Explore the material ▸
**A.** According to the article below on coaches becoming better listeners, how many things can coaches do to become better listeners for their athletes?
**B.** Continue the article on coaches becoming better listeners from its last line, "2. Listen with your eyes."

[Page text Boundary: Start]

You’ve said it and thought it before, just like all coaches have. “Why don’t they listen? I don’t feel like they ever pay attention.”
As coaches and leaders we’ve all inevitably faced times where we felt like our message wasn’t being received. Now, go back in time and visualize the 16-year old version of yourself. What would he or she think of the coach you are today?
Would they want to play for you?
Would they respect you?
Would they listen to you and feel like you listen to them?
As we age we tend to forget what is like to be a teenager. We forget the stresses and challenges athletes face. Instead of focusing on how we can get our athletes to become better listeners, lets focus on five things we can do to become better listeners for our athletes.
After all, leaders model what they want to see and we’re the leaders of our programs.
1. Be Patient
One of the greatest ways you can show a player you care about them is to simply listen to them. As you know, each athlete is different in how they deliver and receive messages. It’s easy for coaches to lose sight of how difficult it can be for a teenager to effectively communicate what they want to say. Great listeners are patient.
2. Listen with your eyes.

[Page text Boundary: End]
[Data for review Boundary: Start]

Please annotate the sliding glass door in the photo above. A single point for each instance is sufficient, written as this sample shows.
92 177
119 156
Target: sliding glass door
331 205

[Data for review Boundary: End]

Expected results ▸
**A.** Five.

**B.**
Our lives are busy and we can never predict when one of our athletes is going to need our attention. This is especially true for those of us who teach all day and then go to practice. There are times when you’ll be grading a project, responding to emails, or creating a lesson or practice plan, and an athlete will want to talk. It’s vital we stop what we’re doing and focus on the athlete. We need to make direct eye contact, cease all activity, and intentionally listen with our eyes. If we don’t, we communicate to the athlete the message they are trying to deliver is not important.
3. Repeat what you’ve heard.
Great communicators and listeners practice the skill of repeating what they have heard. When this occurs the person delivering the message feels validated and understood. It’s important for the one repeating the message to do so in a non-judgemental tone. Whether it’s intentional or not, one’s tone can potentially lead to confusion or misinterpretation, just like words in a text message. Coaches, when we repeat what we’ve heard in a positive tone we communicate our listening. When we do this our athletes will feel understood.
4. Focus on staying present.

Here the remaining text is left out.